**Work order:** Transcribe the entries below with complete accuracy, excluding the pictures.

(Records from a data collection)
*** Block opens ***

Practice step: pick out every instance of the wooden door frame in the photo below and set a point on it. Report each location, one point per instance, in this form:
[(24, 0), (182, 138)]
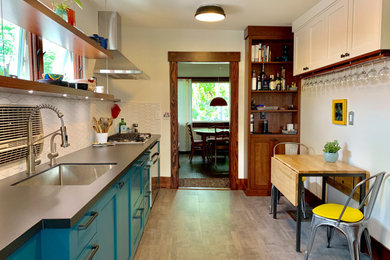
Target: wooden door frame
[(233, 58)]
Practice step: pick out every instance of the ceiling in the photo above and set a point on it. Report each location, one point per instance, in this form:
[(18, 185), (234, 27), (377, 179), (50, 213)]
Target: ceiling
[(179, 14)]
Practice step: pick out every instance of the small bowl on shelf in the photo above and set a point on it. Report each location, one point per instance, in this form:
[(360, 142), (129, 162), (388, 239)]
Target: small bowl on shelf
[(52, 76)]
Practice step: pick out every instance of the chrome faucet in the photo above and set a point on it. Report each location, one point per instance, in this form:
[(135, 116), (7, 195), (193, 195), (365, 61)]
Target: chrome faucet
[(30, 160)]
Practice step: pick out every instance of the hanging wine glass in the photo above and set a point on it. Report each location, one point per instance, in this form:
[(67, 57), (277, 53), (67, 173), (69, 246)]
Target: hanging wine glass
[(355, 77), (384, 73), (349, 77), (363, 77), (343, 78), (333, 80), (371, 75), (326, 80)]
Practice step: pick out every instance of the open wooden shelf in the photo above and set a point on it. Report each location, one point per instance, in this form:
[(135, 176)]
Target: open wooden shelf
[(274, 111), (37, 18), (28, 87), (272, 62), (274, 91), (272, 135)]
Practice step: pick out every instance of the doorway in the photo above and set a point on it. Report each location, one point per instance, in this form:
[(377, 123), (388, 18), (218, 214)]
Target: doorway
[(232, 58), (203, 124)]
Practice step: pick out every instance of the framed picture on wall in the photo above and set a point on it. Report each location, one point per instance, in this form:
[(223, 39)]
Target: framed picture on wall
[(339, 111)]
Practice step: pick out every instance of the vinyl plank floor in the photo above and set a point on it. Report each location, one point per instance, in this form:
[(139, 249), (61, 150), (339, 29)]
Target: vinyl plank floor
[(224, 224)]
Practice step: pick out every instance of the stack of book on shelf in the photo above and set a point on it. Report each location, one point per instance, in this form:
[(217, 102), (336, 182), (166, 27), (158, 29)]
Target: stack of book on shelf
[(261, 53)]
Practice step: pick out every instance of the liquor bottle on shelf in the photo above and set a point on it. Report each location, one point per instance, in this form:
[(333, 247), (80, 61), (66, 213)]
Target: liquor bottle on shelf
[(254, 80), (252, 123), (272, 83), (265, 126), (122, 126), (283, 79), (278, 82)]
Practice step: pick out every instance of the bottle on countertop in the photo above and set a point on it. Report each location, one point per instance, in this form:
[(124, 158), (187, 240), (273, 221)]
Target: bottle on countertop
[(278, 82), (283, 79), (252, 123), (259, 82), (272, 83), (265, 127), (122, 126), (254, 80)]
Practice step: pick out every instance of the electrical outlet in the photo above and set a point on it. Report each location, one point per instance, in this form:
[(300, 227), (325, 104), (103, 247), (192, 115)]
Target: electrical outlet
[(351, 117)]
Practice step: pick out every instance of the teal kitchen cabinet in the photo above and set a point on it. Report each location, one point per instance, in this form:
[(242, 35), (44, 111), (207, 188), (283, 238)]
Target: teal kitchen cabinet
[(106, 234), (111, 229), (30, 250), (123, 216)]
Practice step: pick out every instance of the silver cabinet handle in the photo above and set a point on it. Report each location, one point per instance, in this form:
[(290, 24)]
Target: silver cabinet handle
[(139, 210), (94, 214), (94, 248)]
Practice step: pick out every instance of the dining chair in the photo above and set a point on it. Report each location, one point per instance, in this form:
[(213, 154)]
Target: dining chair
[(195, 144), (295, 148), (352, 222), (220, 141)]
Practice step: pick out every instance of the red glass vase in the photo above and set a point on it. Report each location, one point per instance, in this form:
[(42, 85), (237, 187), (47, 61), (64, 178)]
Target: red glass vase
[(71, 16)]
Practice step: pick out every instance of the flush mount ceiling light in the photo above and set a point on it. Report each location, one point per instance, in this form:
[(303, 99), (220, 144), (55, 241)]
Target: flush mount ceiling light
[(210, 13)]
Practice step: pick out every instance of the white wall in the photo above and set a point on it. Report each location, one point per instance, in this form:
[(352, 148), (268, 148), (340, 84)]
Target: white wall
[(148, 49), (365, 144)]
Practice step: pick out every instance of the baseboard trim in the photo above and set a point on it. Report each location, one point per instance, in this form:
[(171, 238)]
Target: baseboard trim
[(250, 192), (241, 184), (379, 251), (165, 182)]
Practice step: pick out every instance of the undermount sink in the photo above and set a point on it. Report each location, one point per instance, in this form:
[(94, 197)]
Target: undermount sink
[(68, 174)]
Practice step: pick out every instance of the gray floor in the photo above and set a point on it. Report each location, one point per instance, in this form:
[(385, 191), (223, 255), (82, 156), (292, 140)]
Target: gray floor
[(210, 224)]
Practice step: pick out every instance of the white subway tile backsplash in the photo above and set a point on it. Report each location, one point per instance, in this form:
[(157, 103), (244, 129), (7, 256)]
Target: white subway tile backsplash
[(147, 115)]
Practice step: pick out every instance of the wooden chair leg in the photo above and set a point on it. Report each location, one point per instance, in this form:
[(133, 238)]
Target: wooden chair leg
[(192, 153)]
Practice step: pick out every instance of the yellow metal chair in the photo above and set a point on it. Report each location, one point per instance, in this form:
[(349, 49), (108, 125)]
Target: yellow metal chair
[(349, 221), (300, 149)]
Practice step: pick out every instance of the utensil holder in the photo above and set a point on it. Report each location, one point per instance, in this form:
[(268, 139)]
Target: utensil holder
[(101, 138)]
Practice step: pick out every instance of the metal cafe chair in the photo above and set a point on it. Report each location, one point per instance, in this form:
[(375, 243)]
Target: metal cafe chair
[(349, 221), (298, 150)]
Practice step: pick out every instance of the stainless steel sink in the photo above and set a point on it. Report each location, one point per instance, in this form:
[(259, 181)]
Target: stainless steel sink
[(68, 174)]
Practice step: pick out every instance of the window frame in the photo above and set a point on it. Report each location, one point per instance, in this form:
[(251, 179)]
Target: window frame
[(35, 58)]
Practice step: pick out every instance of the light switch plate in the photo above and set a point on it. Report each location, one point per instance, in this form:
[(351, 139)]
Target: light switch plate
[(351, 117)]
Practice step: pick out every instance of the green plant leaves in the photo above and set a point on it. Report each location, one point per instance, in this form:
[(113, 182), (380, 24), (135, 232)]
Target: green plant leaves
[(331, 147)]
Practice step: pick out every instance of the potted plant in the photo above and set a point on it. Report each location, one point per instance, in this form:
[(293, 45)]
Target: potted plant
[(331, 151), (62, 9)]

*** Block closes ***

**Exercise response:**
Practice step: pick out every instance of the wooden door frame in the photo below and set a point on it. Report each location, one point per instance, in this form:
[(24, 0), (182, 138)]
Target: wooden door frame
[(233, 58)]
Practice step: pick out every instance of the ceiling in the photo above and set a point on it. Report each location, one point per instance, in this form:
[(18, 185), (234, 27), (377, 179), (50, 213)]
Target: ceiling
[(179, 14)]
Practice step: pick out every instance of the small bowl on shelf in the photo above and set a point on it. Report each location, one point per instance, in this form:
[(360, 142), (129, 162), (388, 239)]
Target: small bowl on shelf
[(52, 76)]
Practice step: pick out every instance of the chrome faucet in the photo above and set a point on it. Report each location, one point per instance, in this form:
[(135, 116), (7, 195), (193, 195), (365, 61)]
Target: chrome faucet
[(30, 160)]
Practice step: pick out every instance of the hanging wine glass in the photo above and set a point on it. Report each location, one point per instance, in this form:
[(67, 57), (277, 53), (67, 173), (69, 246)]
Target: hanging wine glass
[(355, 77), (384, 73), (349, 77), (363, 77), (343, 78), (333, 80), (371, 75), (326, 80)]
Practice step: pick out every instance of the open wooden shelf in the photo above and set a point on it. Report each location, one point per instance, in this form:
[(135, 176)]
Target: open wooden shelf
[(274, 111), (37, 18), (28, 87), (272, 62), (274, 91), (272, 135)]
Practice step: pick out every instance of the doorway in the photo above and set a point on it. Report each location, one point per instance, in this form:
[(377, 123), (388, 18), (218, 214)]
Target: doorway
[(232, 58), (203, 124)]
Practice step: pick out every instance of the framed picture on wall in the photo above and set a point on it. Report each location, one point per instance, in this form:
[(223, 39)]
Target: framed picture on wall
[(339, 111)]
Practice step: pick out every instance of the vinyl plank floor in the photo above and set a point on it. Report each location, one point per instance, in this form:
[(139, 249), (61, 150), (339, 29)]
Target: vinyl plank floor
[(224, 224)]
Practice step: pick out every instance of the stack of book on shelf in the photo above and set a point on it. Report each location, one point per instance, in this form:
[(217, 102), (336, 182), (166, 27), (158, 29)]
Target: stack of book on shelf
[(261, 53)]
Practice step: pick out every instance of the liquor bottle on shelf in the photo above and set a point on it. Report each location, one point per instance, in this form:
[(333, 247), (80, 61), (66, 213)]
Target: liquor bottle on shelf
[(254, 80), (252, 123), (272, 83), (265, 126), (122, 126), (283, 79), (278, 82)]
Practice step: pick out every instance of the bottle on countertop in the photo above and set a point on it. Report each location, one point per instance, in this form:
[(124, 158), (187, 240), (273, 221)]
Target: bottle on countertop
[(278, 82), (283, 79), (252, 123), (259, 82), (272, 83), (265, 127), (122, 126), (254, 80)]
Practice step: pick out every instance of the electrical outlet in the photo above and set a point on it. Report each location, one point per instance, in this form:
[(300, 227), (325, 104), (103, 247), (192, 115)]
Target: electrical outlet
[(351, 117)]
Practice step: pick out every instance of the teal kitchen cabinet in the photo above and set a point on it. Report each location, one point per instance, in this form:
[(242, 35), (44, 111), (207, 188), (283, 238)]
Target: teal kitchen cabinet
[(106, 234), (111, 229), (30, 250), (123, 216)]
Practice step: pick out every instance of the silver cabinet handle in the photo above and set a point on it. Report each location, one point per instance, in this form:
[(290, 24)]
Target: silver cabinet handle
[(139, 210), (94, 214), (94, 248)]
Practice step: pick out every instance of the dining chair in the photo above and set a point on it. Report each location, one point per instance, in this form:
[(213, 154)]
Target: dining chair
[(195, 144), (295, 148), (352, 222), (220, 141)]
Practice step: pick out every instance of the red glass vase in the photo above and set a point on it. Report each location, one point per instance, in this form:
[(42, 85), (237, 187), (47, 61), (64, 178)]
Target: red glass vase
[(71, 16)]
Practice step: pick out every instance of the flush mount ceiling light in the photo above and set a point on it. Report each location, one point per instance, in this form:
[(303, 99), (220, 144), (55, 241)]
Target: flush mount ceiling light
[(210, 13)]
Practice step: pick out every instance of the white wall in the photo above and set a point on it. Report each location, one point per instance, in this form:
[(352, 148), (268, 148), (340, 84)]
Target: white wall
[(148, 49), (365, 144)]
Practice step: pick out every instance of the baseboard trim in the photo above and set a point on it. Report each location, one point per instance, in this form:
[(171, 238)]
Target: baseboard trim
[(250, 192), (241, 184), (379, 251), (165, 182)]
Practice step: pick out every instance of the undermount sink in the photo above and set a point on it. Report each location, one point per instance, in this form:
[(94, 197)]
Target: undermount sink
[(68, 174)]
Practice step: pick out every instance of the gray floor in the photo above and set a point on it. Report each location, one point per instance, in this form:
[(385, 191), (223, 255), (82, 156), (292, 140)]
Target: gray floor
[(210, 224)]
Practice step: pick out every instance of the white subway tile backsplash in the photo above and set a point on it. Report each location, one point per instance, in this form:
[(157, 103), (244, 129), (7, 256)]
Target: white subway tile backsplash
[(147, 115)]
Practice step: pick out every instance of the wooden chair leg in the photo above and set a point on it. Report each location, one point per instance, in this form:
[(133, 238)]
Target: wooden chair leg
[(192, 153)]
Practice step: pick out every instance of the yellow metal chair in the photo above and set a point on it. Report each location, one point per instance, in this form:
[(349, 49), (108, 125)]
Target: yellow metal chair
[(349, 221), (300, 149)]
Practice step: pick out every instance of the utensil holder in the photo above and set a point on it. Report each location, one point per instance, in this form:
[(268, 139)]
Target: utensil holder
[(101, 138)]
Practice step: pick out every instance of the metal cafe chair in the photo above and set a point on it. Report each location, one point per instance, in this form:
[(375, 243)]
Target: metal cafe chair
[(349, 221), (298, 150)]
Practice step: pick out every instance of the stainless steel sink in the photo above and set a point on it. Report each location, one point per instance, in this form:
[(259, 181)]
Target: stainless steel sink
[(68, 174)]
Practice step: pick out every instance of the window frame in the photo above and set a point on it. Report each location, one point per instance, in this form:
[(251, 179)]
Target: window frame
[(35, 58)]
Practice step: pick out every instance of the light switch plate in the photo above and set a point on it. Report each location, one point per instance, in this form:
[(351, 139)]
Target: light switch plate
[(351, 117)]
Practice step: pick out every instance of the green plant leaves in the photo above and set a point on it. Report each location, one point per instance, in this form:
[(113, 182), (380, 24), (135, 232)]
Target: green plant leaves
[(331, 147)]
Practice step: pick out every instance of the potted plant in the photo above and set a point on it. Report each location, one point per instance, in this form:
[(293, 45)]
Target: potted plant
[(331, 151), (62, 9)]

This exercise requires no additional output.